- Cosa si chiede -
Per favore, ricopia parola per parola tutte le righe del materiale qui sotto.

--- I dati ---

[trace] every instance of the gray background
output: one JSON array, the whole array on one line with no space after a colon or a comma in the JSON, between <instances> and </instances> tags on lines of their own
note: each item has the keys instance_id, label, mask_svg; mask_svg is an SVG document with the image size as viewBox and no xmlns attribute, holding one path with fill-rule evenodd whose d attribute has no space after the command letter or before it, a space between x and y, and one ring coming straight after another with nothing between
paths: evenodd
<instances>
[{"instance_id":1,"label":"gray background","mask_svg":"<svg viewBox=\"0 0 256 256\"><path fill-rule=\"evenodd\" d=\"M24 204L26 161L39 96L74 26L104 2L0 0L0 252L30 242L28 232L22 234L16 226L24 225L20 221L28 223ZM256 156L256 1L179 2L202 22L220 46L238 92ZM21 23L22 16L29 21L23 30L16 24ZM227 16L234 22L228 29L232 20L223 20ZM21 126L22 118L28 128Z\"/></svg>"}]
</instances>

---

- Soluzione -
[trace] every instance of the gray background
output: one JSON array, the whole array on one line with no space after a colon or a comma in the JSON, between <instances> and </instances> tags on lines of their own
note: each item has the keys instance_id, label, mask_svg; mask_svg is an SVG document with the image size as viewBox and no xmlns attribute, holding one path with fill-rule evenodd whose d attribute has no space after the command letter or before it, a space between x and y, and one ring coming straight after another with nothing between
paths: evenodd
<instances>
[{"instance_id":1,"label":"gray background","mask_svg":"<svg viewBox=\"0 0 256 256\"><path fill-rule=\"evenodd\" d=\"M24 204L26 161L39 96L74 26L104 2L0 0L0 252L30 242L28 232L22 234L16 226L24 225L20 221L28 223ZM256 156L256 1L179 2L202 22L220 46L238 92ZM21 23L22 16L29 21L23 30L16 24ZM227 16L234 22L228 29L232 20L223 20ZM21 126L22 118L28 128Z\"/></svg>"}]
</instances>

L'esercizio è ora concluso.